Given task A: From the passage on Cardinal Wojtyła's Stations of the Cross, reproduce verbatim the portion between "Cardinal Karol Wojtyła’s Stations" and "Pope Paul VI.", inclusive.
Given task B: Identify every place named in the passage on Cardinal Wojtyła's Stations of the Cross.
Given task C: According to the passage on Cardinal Wojtyła's Stations of the Cross, how many Stations of the Cross are commonly found in churches?

Passage given:
--- Start ---
Foto ©

Cardinal Karol Wojtyła’s Stations of the Cross

1976 – Lenten Retreat – Vatican

The Station of the Cross prayed during the Lenten Retreat under the spiritual leadership of Cardinal Karol Wojtyła’s in1976 in Vatican with the presence of Pope Paul VI.


During these meditations of the Stations of the Cross we will follow the footsteps of our Lord on the path which led from the Pilate’s praetorium to the Skull Hill, called “Golgotha” in Hebrew (Jn 19:17).  To this day, many pilgrims from all over the world come to the Holy Land and visit this path.   Our Holy Father Paul VI surrounded by a huge crowd of natives and tourists also went this path.   The Stations of the Cross of our Lord Jesus Christ are reflecting historical places. A the same time, it can be transferred to many other places where the followers of the Divine Master want to follow Him in their spirit, just like on the way of Jerusalem.  In sanctuaries such as Kalwaria Zebrzydowska, the faithful people devotion of to the Passion extended the Station of the Cross to many stations. Commonly there are 14 Stations of the Cross in churches, similarly to Jerusalem between the praetorium to the Basilica of the Holy Sepulchre.  Now, let us now stop in front of them and in spirt let us contemplate the Passion of our Lord Jesus Christ carrying the Cross.
--- End ---
Dataset excerpt:
--- Start ---
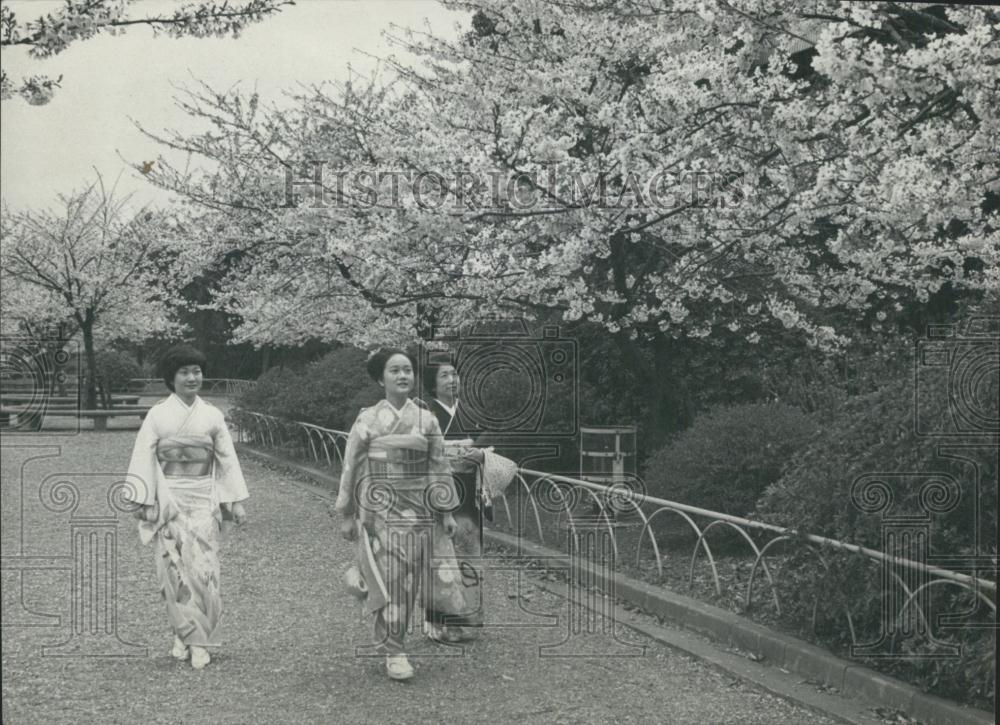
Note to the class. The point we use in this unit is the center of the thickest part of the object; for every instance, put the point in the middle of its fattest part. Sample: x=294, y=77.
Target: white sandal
x=200, y=657
x=398, y=667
--- End ---
Complete response A:
Cardinal Karol Wojtyła’s Stations of the Cross

1976 – Lenten Retreat – Vatican

The Station of the Cross prayed during the Lenten Retreat under the spiritual leadership of Cardinal Karol Wojtyła’s in1976 in Vatican with the presence of Pope Paul VI.

Complete response B:
Vatican
Pilate's praetorium
Skull Hill (Golgotha)
Holy Land
Jerusalem
Kalwaria Zebrzydowska
Basilica of the Holy Sepulchre

Complete response C: There are commonly 14 Stations of the Cross in churches.